* _AIM OF THE TASK_
Count how many lines in the data below contain the string "pearl". Reply with the number only.

* _GIVEN DATA_
## START

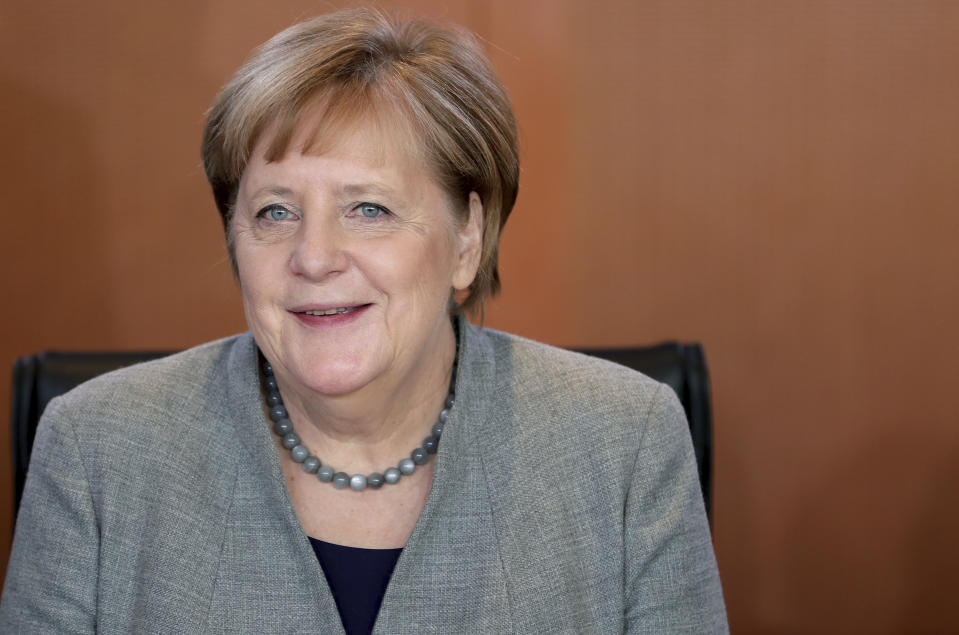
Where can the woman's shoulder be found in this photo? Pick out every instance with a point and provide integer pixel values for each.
(542, 369)
(164, 378)
(544, 396)
(156, 398)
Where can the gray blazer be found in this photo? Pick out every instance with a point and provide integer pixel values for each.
(564, 499)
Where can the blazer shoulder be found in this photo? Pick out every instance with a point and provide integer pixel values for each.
(157, 380)
(548, 370)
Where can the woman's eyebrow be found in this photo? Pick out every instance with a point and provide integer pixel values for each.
(373, 187)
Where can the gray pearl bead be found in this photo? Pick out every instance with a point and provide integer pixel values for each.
(358, 482)
(283, 427)
(419, 456)
(299, 453)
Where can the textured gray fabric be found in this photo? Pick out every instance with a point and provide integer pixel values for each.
(564, 499)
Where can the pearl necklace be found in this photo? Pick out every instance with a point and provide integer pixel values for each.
(283, 427)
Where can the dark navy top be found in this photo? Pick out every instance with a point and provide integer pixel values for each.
(358, 579)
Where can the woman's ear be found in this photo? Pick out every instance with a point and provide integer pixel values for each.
(470, 242)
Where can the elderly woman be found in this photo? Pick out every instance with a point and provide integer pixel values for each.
(364, 458)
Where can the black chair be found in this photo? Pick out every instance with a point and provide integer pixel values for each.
(39, 378)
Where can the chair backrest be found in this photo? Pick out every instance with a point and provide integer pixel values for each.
(39, 378)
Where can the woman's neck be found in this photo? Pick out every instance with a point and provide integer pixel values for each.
(372, 428)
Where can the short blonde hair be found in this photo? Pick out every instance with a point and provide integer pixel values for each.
(353, 62)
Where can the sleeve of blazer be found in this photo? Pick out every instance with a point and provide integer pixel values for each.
(51, 583)
(672, 583)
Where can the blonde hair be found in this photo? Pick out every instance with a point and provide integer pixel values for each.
(359, 62)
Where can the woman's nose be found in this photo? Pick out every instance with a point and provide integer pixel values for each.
(320, 249)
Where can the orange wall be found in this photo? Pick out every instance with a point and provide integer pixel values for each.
(775, 179)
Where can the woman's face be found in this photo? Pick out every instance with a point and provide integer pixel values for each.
(347, 259)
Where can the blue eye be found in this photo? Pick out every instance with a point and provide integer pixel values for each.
(275, 213)
(371, 210)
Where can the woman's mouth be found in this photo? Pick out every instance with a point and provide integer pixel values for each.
(330, 317)
(339, 311)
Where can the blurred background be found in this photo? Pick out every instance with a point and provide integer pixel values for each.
(778, 180)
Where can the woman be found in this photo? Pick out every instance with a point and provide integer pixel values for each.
(265, 483)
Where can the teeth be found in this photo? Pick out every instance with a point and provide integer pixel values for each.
(331, 311)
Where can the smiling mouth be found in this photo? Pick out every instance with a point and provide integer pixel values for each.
(338, 311)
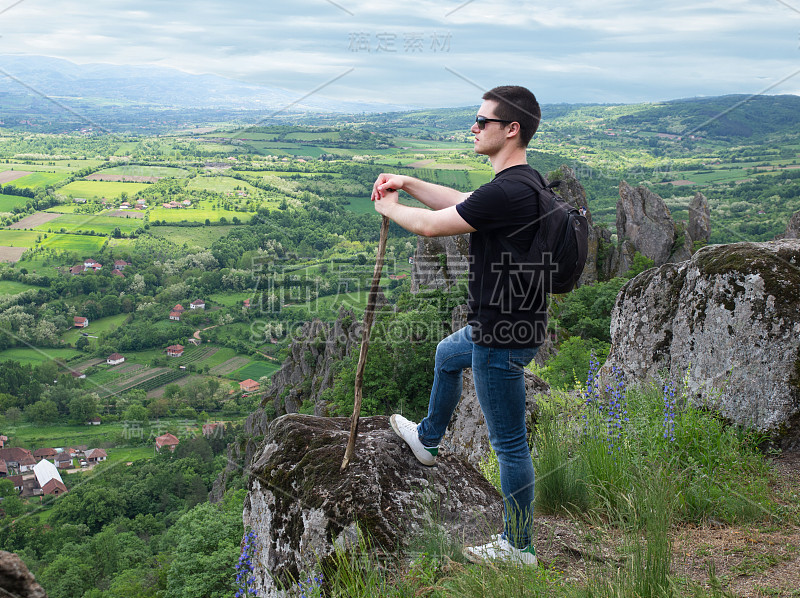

## END

* _TASK SOLUTION_
2